**AUFGABEN**.
- 1) Fassen Sie den Absatz des Textauszugs, der mit „Tunesien könnte aus Sicht“ beginnt, als Stichpunktliste zusammen, ohne seine wesentlichen Fakten auszulassen.
- 2) Geben Sie aus dem Textauszug den Abschnitt von „Opposition...“ bis einschließlich „99 Prozent der Stimmen.“ wortgetreu wieder.

**TEXTAUSZUG**.
··········

Tunesien könnte aus Sicht der Europäischen
Union geradezu als "Musterländle"
gelten. Hat das Land doch als erster unter den südlichen Anrainerstaaten des
Mittelmeers bereits am 17. Juli 1995, also noch ein halbes Jahr vor der
Konferenz zur "euro-mediterranen Partnerschaft" in Barcelona, ein
Freihandelsabkommen mit der EU abgeschlossen. Bis zum Jahr 2010 sollen
dessen Bestimmungen volle Wirksamkeit erlangen.
Auch in politischer Hinsicht wurde
Tunesien nördlich des Mittelmeers lange
Zeit als Modellfall gehandelt. Zwar ging es nicht eben demokratisch zu unter
der autoritären Herrschaft der Staatspartei früher Néo-Destour (Neue
Verfassungspartei), jetzt RCD (Demokratische verfassungsmäßige Sammlung).
Aber immerhin schien es sich um ein "modernes" Regime zu handeln. Doch sehen
wir genauer hin.
Die handzahme "offizielle"
Opposition...
Am 24. Oktober 04 fanden die letzten
Präsidentschafts- und Parlamentswahlen
in Tunesien statt. Dabei gewann, ohne jegliche Überraschung, der Amtsinhaber
Ben Ali mit, laut offiziellen Zahlen, 94,48 Prozent der Stimmen. Man könnte
dies freilich, sofern man will (aber im Pariser Elysée-Palast will man
beispielsweise), als "demokratischen Fortschritt" betrachten. Denn die
letzten Präsidentschaftswahlen von 1989, 1994 und 1999 gewann Ben Ali mit
jeweils über 99 Prozent der Stimmen.

··········

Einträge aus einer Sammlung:

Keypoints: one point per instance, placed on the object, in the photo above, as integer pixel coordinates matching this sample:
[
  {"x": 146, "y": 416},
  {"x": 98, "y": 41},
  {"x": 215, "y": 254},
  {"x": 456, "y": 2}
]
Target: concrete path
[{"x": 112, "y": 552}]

··········

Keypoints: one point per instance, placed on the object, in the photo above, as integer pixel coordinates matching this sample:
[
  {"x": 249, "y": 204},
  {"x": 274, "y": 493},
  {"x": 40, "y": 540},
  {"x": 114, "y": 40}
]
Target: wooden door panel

··········

**LÖSUNGEN**.
- 1)
- Aus Sicht der Europäischen Union könnte Tunesien als „Musterländle“ gelten.
- Als erster südlicher Anrainerstaat des Mittelmeers schloss Tunesien am 17. Juli 1995 ein Freihandelsabkommen mit der EU ab.
- Dies geschah ein halbes Jahr vor der Konferenz zur „euro-mediterranen Partnerschaft“ in Barcelona.
- Die Bestimmungen des Abkommens sollen bis zum Jahr 2010 volle Wirksamkeit erlangen.

- 2)
Opposition...
Am 24. Oktober 04 fanden die letzten
Präsidentschafts- und Parlamentswahlen
in Tunesien statt. Dabei gewann, ohne jegliche Überraschung, der Amtsinhaber
Ben Ali mit, laut offiziellen Zahlen, 94,48 Prozent der Stimmen. Man könnte
dies freilich, sofern man will (aber im Pariser Elysée-Palast will man
beispielsweise), als "demokratischen Fortschritt" betrachten. Denn die
letzten Präsidentschaftswahlen von 1989, 1994 und 1999 gewann Ben Ali mit
jeweils über 99 Prozent der Stimmen.